Scan the entries for the word "instance" and return every line that has it.

(Data entries)
....................

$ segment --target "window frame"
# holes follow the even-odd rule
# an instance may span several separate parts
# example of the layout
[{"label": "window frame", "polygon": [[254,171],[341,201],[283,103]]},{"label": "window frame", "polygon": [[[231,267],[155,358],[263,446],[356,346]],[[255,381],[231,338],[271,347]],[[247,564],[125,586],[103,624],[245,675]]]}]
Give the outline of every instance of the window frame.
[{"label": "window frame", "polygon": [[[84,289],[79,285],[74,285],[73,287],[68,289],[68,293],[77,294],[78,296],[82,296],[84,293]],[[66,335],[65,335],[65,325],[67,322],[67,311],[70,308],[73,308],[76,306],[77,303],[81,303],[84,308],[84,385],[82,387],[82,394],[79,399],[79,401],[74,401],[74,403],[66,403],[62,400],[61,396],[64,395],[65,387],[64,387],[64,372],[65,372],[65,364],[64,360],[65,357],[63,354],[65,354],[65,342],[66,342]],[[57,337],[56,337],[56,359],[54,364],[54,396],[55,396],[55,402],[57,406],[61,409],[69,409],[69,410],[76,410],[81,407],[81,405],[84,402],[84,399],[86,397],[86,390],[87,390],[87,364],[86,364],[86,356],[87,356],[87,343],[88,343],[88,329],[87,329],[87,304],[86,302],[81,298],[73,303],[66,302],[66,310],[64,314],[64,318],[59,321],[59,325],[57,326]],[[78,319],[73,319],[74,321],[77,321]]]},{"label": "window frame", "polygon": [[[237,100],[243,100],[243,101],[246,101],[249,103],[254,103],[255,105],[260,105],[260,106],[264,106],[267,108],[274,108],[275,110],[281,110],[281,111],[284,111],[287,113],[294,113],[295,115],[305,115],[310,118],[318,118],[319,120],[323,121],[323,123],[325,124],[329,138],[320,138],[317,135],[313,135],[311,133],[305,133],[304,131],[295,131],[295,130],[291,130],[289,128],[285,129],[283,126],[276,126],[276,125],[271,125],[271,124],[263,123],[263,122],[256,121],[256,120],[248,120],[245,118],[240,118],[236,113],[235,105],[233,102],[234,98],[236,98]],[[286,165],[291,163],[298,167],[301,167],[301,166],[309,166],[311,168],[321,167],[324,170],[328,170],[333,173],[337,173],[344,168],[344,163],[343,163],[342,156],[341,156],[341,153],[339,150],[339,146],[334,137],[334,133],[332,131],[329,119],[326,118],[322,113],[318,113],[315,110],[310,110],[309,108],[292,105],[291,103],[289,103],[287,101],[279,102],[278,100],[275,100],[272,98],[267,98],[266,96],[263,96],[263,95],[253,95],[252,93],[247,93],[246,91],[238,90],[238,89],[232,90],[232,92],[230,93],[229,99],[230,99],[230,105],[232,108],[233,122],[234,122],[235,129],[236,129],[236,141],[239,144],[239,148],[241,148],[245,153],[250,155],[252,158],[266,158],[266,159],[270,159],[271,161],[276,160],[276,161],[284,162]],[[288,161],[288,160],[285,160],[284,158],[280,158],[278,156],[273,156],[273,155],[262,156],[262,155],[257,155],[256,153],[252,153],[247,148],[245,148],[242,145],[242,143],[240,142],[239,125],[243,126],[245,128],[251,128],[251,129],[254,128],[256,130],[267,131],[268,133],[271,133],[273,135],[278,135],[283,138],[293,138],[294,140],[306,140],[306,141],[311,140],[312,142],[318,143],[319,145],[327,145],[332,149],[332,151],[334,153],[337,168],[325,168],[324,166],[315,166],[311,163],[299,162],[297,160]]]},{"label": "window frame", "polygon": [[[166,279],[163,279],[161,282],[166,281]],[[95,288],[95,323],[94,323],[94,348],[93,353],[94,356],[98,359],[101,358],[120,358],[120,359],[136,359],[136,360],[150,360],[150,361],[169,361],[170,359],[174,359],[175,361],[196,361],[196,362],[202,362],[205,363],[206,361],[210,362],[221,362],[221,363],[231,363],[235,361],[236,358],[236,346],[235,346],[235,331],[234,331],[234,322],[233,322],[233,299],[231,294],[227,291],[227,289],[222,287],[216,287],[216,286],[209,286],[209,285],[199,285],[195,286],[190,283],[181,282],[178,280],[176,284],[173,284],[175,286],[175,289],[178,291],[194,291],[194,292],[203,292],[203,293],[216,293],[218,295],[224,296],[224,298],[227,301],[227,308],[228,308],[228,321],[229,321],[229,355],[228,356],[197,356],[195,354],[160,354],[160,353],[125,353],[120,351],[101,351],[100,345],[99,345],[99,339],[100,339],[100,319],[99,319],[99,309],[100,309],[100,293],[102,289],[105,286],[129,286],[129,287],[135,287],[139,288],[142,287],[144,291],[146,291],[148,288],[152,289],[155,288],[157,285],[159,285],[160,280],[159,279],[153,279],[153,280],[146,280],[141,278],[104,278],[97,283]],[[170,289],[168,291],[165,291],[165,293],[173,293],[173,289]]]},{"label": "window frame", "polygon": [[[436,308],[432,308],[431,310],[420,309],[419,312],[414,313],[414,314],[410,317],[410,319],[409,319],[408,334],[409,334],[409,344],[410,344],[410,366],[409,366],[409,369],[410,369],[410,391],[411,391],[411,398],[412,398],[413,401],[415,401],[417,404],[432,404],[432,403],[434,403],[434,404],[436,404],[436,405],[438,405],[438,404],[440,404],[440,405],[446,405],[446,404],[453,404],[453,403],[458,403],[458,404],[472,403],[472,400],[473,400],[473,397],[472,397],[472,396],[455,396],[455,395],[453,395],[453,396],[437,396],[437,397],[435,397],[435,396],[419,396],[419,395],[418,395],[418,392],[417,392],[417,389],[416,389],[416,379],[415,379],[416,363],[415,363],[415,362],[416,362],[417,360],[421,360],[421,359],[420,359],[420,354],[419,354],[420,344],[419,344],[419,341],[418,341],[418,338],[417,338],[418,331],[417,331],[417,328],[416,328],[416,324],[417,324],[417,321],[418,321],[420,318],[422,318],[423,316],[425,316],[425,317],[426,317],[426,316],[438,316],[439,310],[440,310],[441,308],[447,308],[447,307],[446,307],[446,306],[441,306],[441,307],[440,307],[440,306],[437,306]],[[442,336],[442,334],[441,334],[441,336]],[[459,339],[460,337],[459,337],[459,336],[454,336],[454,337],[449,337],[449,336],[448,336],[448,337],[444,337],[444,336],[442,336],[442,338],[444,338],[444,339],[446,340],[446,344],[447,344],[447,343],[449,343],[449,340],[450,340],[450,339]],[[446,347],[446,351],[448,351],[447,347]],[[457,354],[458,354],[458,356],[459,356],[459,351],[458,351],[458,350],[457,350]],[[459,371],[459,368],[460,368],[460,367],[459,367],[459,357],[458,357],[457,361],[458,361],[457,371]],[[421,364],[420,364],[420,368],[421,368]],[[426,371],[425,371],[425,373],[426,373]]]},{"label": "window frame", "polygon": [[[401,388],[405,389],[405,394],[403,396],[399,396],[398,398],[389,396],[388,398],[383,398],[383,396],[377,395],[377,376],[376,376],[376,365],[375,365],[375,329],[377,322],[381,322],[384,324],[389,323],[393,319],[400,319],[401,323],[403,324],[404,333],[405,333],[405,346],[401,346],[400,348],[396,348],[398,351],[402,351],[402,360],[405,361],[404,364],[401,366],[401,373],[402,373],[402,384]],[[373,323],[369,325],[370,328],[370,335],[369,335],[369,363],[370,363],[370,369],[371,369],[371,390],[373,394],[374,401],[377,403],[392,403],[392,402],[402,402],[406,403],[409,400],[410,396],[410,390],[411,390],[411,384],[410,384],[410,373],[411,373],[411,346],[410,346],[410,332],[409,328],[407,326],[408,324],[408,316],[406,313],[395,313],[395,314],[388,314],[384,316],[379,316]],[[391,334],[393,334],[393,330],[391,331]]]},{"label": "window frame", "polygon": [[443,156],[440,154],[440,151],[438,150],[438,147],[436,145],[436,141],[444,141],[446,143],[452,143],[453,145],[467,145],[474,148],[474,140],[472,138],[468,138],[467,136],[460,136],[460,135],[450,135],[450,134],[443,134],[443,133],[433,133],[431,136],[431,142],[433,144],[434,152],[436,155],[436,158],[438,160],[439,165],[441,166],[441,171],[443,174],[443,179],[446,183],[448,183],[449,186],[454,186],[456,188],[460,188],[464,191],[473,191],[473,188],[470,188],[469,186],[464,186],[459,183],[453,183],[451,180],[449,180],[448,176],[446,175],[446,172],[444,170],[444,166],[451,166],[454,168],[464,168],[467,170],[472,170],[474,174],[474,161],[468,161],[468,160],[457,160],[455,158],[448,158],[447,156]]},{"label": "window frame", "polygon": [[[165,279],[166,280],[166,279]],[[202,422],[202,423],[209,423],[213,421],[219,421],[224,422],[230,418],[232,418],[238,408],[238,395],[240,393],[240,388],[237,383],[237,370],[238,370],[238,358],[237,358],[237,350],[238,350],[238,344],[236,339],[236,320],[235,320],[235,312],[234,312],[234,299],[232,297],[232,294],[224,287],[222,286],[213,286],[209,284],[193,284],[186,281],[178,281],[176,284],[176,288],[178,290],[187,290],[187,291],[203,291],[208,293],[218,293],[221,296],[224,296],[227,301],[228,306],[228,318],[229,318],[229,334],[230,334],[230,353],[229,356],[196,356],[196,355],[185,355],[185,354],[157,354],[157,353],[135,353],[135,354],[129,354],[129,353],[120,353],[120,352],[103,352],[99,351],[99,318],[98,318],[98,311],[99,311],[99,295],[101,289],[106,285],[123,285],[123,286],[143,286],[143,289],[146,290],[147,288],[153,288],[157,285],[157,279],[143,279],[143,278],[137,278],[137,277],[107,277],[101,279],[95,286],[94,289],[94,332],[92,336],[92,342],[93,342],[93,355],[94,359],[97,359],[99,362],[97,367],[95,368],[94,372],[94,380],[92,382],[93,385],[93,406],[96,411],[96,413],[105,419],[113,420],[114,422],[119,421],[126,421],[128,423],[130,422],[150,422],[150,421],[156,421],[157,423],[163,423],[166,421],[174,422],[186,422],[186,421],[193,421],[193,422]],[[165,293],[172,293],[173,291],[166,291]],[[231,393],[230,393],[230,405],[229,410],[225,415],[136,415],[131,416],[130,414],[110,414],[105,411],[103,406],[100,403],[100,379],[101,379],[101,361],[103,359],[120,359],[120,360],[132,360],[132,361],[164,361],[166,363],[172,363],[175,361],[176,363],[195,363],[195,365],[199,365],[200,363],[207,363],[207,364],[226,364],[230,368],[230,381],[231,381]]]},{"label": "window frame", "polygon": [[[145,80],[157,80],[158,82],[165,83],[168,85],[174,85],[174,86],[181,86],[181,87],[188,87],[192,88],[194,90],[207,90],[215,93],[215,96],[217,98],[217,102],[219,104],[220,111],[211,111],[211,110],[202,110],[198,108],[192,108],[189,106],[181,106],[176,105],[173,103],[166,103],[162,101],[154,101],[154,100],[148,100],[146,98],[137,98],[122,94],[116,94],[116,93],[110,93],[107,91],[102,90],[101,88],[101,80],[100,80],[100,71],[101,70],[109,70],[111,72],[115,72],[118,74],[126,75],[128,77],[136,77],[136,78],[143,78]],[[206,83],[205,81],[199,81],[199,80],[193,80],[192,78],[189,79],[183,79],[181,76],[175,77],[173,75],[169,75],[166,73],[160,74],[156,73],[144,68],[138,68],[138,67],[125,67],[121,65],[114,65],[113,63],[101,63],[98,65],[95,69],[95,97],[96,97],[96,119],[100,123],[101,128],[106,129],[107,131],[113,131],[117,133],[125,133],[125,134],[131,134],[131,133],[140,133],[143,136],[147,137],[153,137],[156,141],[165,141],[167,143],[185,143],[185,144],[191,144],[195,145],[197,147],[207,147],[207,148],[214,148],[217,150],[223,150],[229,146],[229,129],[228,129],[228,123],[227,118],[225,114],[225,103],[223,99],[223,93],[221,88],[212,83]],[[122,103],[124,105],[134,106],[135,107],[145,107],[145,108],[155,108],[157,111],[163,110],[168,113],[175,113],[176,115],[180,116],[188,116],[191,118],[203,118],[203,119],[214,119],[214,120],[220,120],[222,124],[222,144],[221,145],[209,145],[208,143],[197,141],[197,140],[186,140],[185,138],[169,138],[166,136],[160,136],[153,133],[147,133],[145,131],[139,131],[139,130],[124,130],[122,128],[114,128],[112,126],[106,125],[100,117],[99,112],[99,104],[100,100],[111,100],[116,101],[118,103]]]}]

....................

Solution to the problem -
# an instance may span several separate parts
Give the outline of every instance of the window frame.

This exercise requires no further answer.